-- start Task data --

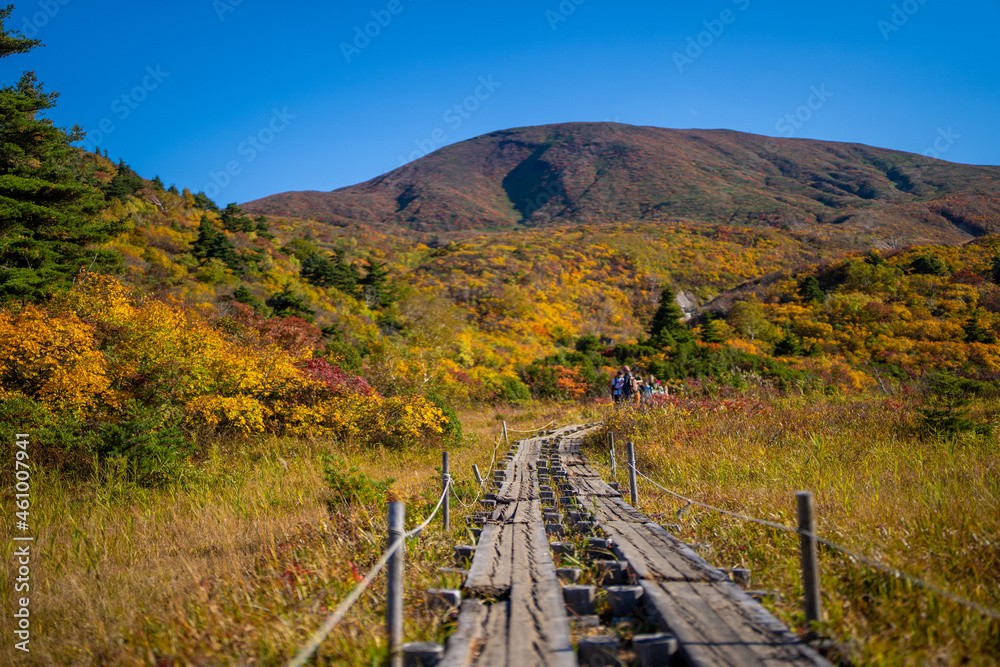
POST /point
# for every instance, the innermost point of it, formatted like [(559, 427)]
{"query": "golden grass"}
[(242, 562), (928, 506)]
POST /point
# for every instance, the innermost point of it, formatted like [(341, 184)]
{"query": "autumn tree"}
[(214, 244), (49, 225), (125, 183)]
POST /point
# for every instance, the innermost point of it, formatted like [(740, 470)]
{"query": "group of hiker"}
[(627, 387)]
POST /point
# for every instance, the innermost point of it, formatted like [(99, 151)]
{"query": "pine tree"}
[(212, 243), (48, 216), (665, 328), (711, 330), (810, 290), (375, 287)]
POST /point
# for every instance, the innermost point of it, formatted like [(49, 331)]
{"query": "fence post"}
[(445, 479), (614, 459), (810, 563), (633, 489), (394, 593)]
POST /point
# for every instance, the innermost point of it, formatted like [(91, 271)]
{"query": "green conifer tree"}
[(665, 328), (49, 225)]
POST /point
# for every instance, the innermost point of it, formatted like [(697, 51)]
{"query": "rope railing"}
[(338, 614), (888, 569), (532, 430)]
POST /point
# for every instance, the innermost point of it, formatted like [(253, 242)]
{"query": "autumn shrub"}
[(349, 486), (108, 372)]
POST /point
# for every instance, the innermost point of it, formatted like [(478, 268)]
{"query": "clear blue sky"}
[(200, 78)]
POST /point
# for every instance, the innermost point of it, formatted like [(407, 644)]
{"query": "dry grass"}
[(242, 562), (929, 506)]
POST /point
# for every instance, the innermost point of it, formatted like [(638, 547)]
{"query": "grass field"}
[(927, 505), (246, 558)]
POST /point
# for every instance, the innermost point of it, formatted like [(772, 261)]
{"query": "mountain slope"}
[(609, 172)]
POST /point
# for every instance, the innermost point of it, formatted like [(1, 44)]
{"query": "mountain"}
[(613, 173)]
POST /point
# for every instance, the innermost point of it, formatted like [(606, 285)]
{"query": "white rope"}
[(511, 430), (888, 569), (345, 605)]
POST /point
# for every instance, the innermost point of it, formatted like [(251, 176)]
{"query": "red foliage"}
[(290, 333), (967, 277), (334, 378)]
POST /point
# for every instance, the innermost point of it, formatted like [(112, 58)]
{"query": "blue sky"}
[(246, 98)]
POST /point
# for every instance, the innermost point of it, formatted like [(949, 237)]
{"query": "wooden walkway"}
[(514, 615), (714, 620), (521, 620)]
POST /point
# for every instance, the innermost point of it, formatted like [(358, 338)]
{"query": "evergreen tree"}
[(202, 201), (287, 303), (262, 228), (244, 295), (810, 290), (789, 346), (665, 328), (974, 331), (48, 216), (212, 243), (711, 330), (375, 286), (234, 220), (928, 265)]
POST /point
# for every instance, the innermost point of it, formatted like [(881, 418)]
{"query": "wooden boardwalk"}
[(520, 620), (514, 614), (714, 620)]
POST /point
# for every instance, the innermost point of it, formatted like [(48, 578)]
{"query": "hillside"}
[(613, 173)]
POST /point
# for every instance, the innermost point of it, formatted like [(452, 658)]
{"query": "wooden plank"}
[(494, 648), (716, 626), (490, 572), (715, 622), (470, 634)]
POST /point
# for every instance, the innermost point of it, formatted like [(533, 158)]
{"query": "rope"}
[(511, 430), (345, 605), (888, 569), (763, 522)]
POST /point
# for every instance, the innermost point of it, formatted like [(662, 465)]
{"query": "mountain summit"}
[(610, 172)]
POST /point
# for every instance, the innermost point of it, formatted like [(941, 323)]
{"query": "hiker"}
[(649, 387), (629, 386), (617, 387)]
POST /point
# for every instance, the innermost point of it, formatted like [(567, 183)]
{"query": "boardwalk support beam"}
[(394, 588), (633, 488), (810, 563), (445, 480)]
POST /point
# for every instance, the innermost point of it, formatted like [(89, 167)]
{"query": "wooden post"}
[(810, 563), (445, 478), (633, 489), (614, 459), (394, 593)]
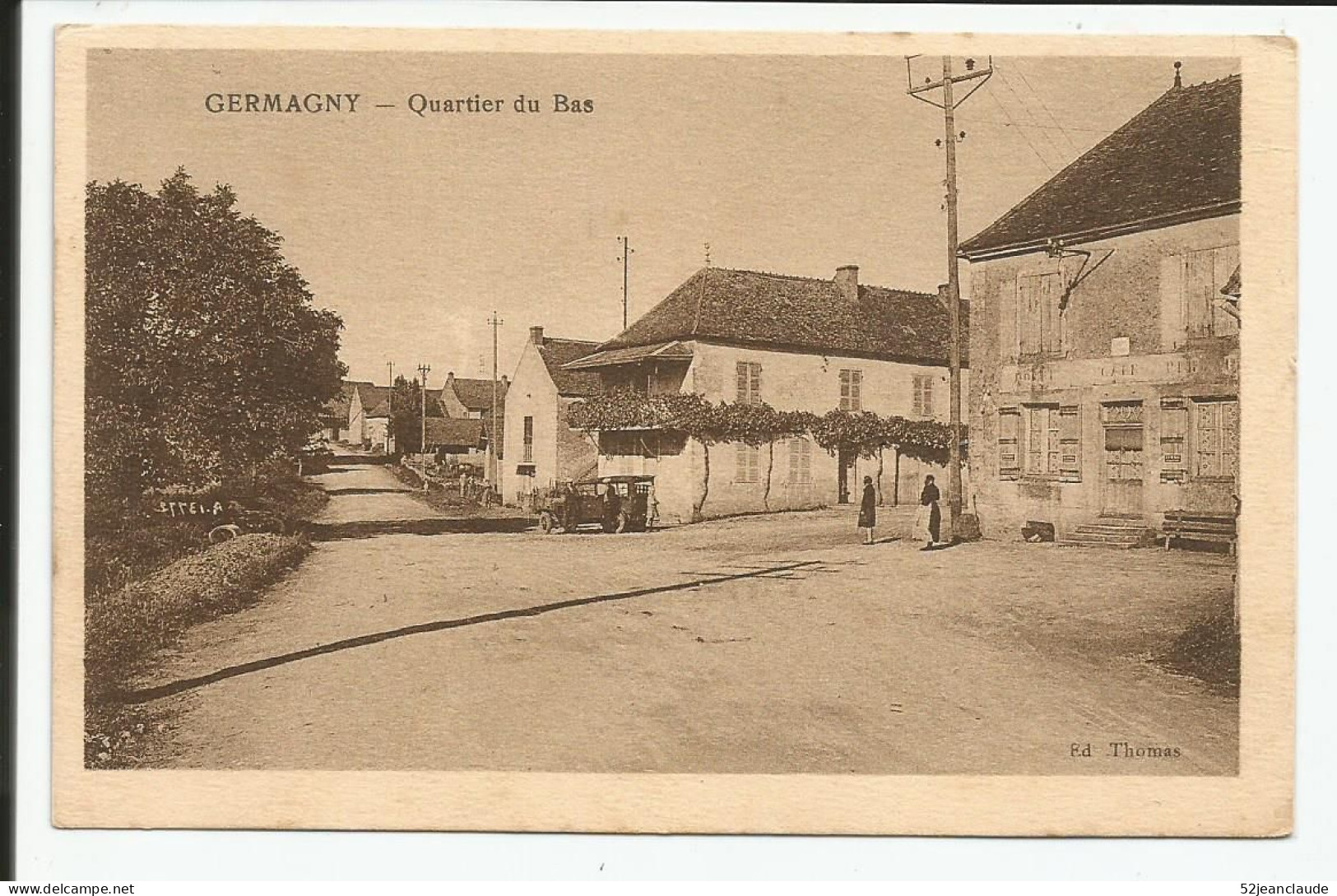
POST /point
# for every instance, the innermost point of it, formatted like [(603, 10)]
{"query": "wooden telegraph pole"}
[(423, 371), (954, 286), (626, 260), (495, 323)]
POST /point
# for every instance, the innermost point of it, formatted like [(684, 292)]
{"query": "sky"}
[(415, 229)]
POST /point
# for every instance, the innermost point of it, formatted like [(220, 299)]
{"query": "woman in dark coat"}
[(868, 510), (928, 498)]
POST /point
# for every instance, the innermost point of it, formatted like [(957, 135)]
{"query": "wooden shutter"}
[(1070, 443), (1172, 325), (1010, 457), (1174, 434), (1225, 261), (1007, 295)]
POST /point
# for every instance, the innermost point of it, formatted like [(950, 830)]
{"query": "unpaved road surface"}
[(773, 643)]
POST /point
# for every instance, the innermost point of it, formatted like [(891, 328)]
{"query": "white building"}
[(797, 344), (541, 449)]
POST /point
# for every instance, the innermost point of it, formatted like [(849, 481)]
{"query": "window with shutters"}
[(1174, 436), (1070, 444), (1215, 438), (1051, 442), (749, 383), (1039, 318), (922, 400), (1202, 275), (851, 389), (748, 463), (1010, 431), (800, 462)]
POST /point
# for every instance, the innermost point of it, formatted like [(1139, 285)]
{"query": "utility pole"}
[(389, 402), (954, 284), (624, 258), (423, 369), (495, 323)]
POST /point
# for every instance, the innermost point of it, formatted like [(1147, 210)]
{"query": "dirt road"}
[(768, 643)]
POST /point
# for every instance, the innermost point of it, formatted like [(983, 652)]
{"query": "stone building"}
[(541, 449), (797, 344), (1105, 353)]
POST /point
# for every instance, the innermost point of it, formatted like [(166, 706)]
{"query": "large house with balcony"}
[(795, 342), (541, 451), (1105, 332)]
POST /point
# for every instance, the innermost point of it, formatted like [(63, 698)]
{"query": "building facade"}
[(796, 344), (541, 449), (1105, 348)]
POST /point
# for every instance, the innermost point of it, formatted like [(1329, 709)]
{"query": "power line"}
[(1047, 111), (1030, 114), (1024, 135)]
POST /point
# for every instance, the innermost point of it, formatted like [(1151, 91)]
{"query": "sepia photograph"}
[(503, 411)]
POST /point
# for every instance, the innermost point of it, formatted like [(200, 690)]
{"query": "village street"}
[(766, 643)]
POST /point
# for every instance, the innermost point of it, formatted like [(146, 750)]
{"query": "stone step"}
[(1102, 528), (1074, 542)]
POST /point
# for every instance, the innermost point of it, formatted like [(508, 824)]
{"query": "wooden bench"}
[(1198, 526)]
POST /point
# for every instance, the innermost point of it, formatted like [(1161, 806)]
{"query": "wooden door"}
[(1123, 459)]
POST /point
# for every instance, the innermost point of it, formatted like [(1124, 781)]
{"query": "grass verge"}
[(123, 626)]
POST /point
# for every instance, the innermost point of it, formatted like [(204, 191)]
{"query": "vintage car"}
[(614, 503)]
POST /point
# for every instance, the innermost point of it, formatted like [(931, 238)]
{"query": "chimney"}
[(847, 278)]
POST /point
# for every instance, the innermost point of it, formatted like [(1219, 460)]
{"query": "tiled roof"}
[(434, 406), (673, 350), (476, 395), (453, 432), (795, 313), (370, 396), (337, 406), (577, 384), (1178, 160)]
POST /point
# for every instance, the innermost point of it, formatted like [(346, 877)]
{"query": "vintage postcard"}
[(674, 432)]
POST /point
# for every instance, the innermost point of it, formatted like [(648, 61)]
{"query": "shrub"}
[(123, 626)]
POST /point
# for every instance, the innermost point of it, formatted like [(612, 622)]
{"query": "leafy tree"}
[(406, 410), (203, 353)]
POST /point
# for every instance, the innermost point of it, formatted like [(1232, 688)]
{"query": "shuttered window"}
[(1070, 443), (1039, 318), (1174, 436), (922, 402), (851, 389), (800, 462), (1215, 438), (749, 383), (1052, 442), (1202, 275), (1010, 428), (748, 462)]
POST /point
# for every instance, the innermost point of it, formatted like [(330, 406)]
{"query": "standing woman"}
[(868, 510), (928, 498)]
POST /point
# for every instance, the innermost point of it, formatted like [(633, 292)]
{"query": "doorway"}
[(1123, 459)]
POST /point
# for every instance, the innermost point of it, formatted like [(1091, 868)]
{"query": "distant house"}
[(795, 342), (335, 419), (457, 439), (368, 416), (1105, 339), (472, 399), (541, 449)]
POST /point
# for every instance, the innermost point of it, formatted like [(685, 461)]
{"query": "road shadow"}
[(367, 490), (158, 692), (372, 528)]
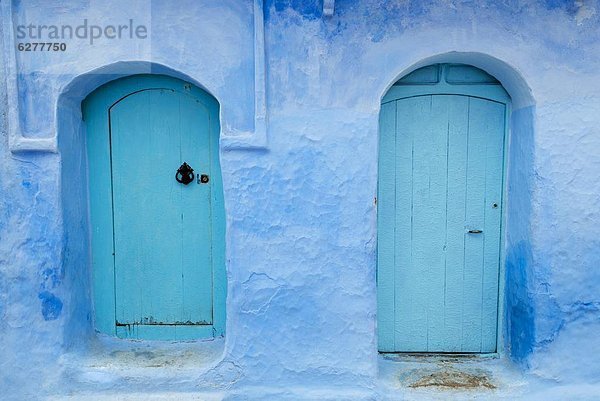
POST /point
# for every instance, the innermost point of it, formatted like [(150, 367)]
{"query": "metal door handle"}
[(185, 174)]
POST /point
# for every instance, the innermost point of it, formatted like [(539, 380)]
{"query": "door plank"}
[(386, 209), (458, 124)]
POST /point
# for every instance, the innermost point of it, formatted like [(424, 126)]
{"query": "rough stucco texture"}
[(301, 219)]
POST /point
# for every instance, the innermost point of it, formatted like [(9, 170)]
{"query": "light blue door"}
[(165, 234), (441, 156)]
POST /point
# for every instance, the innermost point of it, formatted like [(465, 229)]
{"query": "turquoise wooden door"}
[(440, 193), (164, 236)]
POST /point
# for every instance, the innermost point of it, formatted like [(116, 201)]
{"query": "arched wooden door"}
[(440, 198), (157, 226)]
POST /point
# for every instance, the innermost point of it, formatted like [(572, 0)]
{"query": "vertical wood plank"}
[(196, 234), (495, 128), (411, 311), (434, 221), (455, 233), (386, 204), (472, 286)]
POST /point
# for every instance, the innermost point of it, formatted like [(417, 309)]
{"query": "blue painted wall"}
[(301, 221)]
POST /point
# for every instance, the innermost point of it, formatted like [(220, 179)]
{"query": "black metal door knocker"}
[(185, 174)]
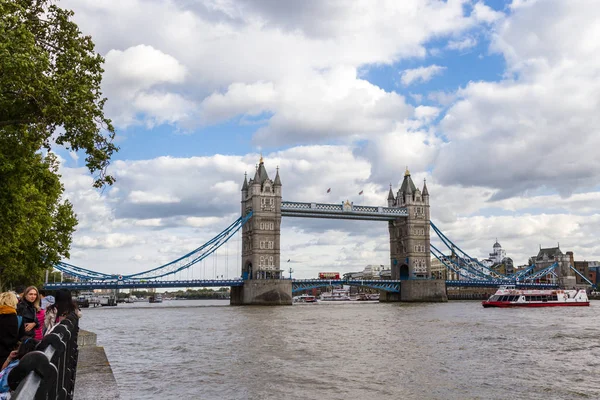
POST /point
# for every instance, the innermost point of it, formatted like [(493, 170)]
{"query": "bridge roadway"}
[(297, 284)]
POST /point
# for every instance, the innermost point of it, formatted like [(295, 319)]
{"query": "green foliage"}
[(38, 225), (50, 80)]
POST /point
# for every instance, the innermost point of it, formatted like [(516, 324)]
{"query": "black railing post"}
[(48, 373)]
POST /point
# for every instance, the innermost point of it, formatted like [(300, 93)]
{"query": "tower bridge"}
[(407, 215)]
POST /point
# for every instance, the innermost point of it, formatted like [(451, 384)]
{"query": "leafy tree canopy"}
[(50, 80), (36, 224)]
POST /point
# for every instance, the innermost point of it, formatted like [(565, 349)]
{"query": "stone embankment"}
[(95, 379)]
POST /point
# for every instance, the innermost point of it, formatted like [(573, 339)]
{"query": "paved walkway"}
[(95, 379)]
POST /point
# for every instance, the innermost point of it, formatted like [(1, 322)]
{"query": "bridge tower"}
[(410, 245), (261, 266)]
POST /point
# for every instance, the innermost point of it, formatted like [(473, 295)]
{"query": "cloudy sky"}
[(494, 102)]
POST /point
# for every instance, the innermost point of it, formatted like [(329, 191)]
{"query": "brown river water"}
[(457, 350)]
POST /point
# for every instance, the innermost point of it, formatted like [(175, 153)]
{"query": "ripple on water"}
[(456, 350)]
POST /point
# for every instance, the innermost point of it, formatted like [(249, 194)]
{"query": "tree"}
[(50, 79), (37, 224), (50, 83)]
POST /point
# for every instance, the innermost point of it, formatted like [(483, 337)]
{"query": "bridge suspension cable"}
[(467, 263), (171, 268)]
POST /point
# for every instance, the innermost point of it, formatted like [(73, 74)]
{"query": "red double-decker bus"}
[(329, 275)]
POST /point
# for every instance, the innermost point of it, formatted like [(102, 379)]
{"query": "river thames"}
[(457, 350)]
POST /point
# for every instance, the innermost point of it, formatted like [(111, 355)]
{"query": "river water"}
[(457, 350)]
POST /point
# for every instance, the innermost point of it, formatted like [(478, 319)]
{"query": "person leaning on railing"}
[(63, 306), (27, 308), (10, 329), (27, 345)]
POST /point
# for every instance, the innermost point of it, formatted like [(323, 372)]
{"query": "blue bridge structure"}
[(411, 252)]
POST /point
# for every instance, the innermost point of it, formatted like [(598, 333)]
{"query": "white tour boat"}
[(509, 296)]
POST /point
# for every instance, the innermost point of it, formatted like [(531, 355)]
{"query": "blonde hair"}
[(8, 299), (36, 303)]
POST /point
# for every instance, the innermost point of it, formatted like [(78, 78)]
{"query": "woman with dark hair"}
[(27, 308), (63, 306), (27, 345)]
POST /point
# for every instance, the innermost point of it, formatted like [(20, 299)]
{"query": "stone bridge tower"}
[(261, 234), (261, 264), (410, 255), (409, 236)]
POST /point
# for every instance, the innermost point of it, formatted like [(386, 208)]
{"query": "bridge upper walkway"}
[(297, 284), (341, 211)]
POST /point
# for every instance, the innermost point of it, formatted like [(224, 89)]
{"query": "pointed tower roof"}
[(277, 178), (256, 178), (407, 184), (262, 171), (245, 185), (391, 194)]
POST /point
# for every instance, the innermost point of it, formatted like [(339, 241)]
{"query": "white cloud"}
[(140, 80), (463, 44), (141, 197), (484, 13), (494, 164), (287, 61), (538, 128), (421, 74)]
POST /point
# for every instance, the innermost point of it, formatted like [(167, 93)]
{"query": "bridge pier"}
[(263, 292), (429, 291), (418, 291)]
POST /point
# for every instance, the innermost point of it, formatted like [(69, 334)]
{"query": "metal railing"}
[(48, 373)]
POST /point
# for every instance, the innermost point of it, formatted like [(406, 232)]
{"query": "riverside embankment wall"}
[(95, 379)]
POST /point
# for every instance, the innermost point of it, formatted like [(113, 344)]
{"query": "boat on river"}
[(509, 296), (155, 299), (305, 298)]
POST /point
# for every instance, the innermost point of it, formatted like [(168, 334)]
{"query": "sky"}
[(494, 102)]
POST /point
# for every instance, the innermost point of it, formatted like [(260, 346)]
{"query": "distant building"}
[(498, 261), (589, 269), (548, 256), (498, 254), (440, 271)]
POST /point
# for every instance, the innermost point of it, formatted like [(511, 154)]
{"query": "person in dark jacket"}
[(9, 324), (63, 306), (27, 308)]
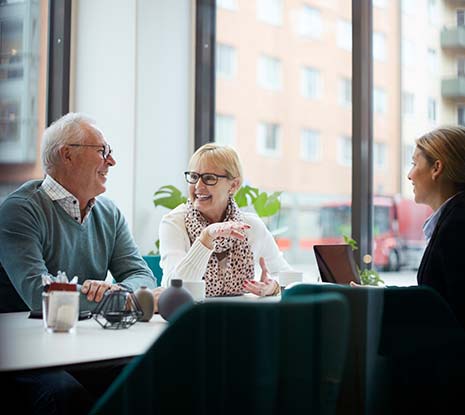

-- end Task data --

What is asked: Write out the lines again, starting at the beginning of the listing and going on through the line with "[(627, 387)]", swapping "autumn tree" for "maple tree" and leaving everything else unchanged. Leave the pictures out of your answer.

Solution for this problem:
POST /point
# for every instance, the innermost point of it, formatted like [(559, 427)]
{"query": "golden grass"}
[(242, 562), (928, 506)]
POST /point
# for every instance, the innermost point of it, formatted like [(341, 184)]
{"query": "maple tree"}
[(214, 244), (49, 225), (125, 183)]
POST /point
# for every instance, the innermost point of it, formatted like [(740, 470)]
{"query": "group of hiker"}
[(627, 387)]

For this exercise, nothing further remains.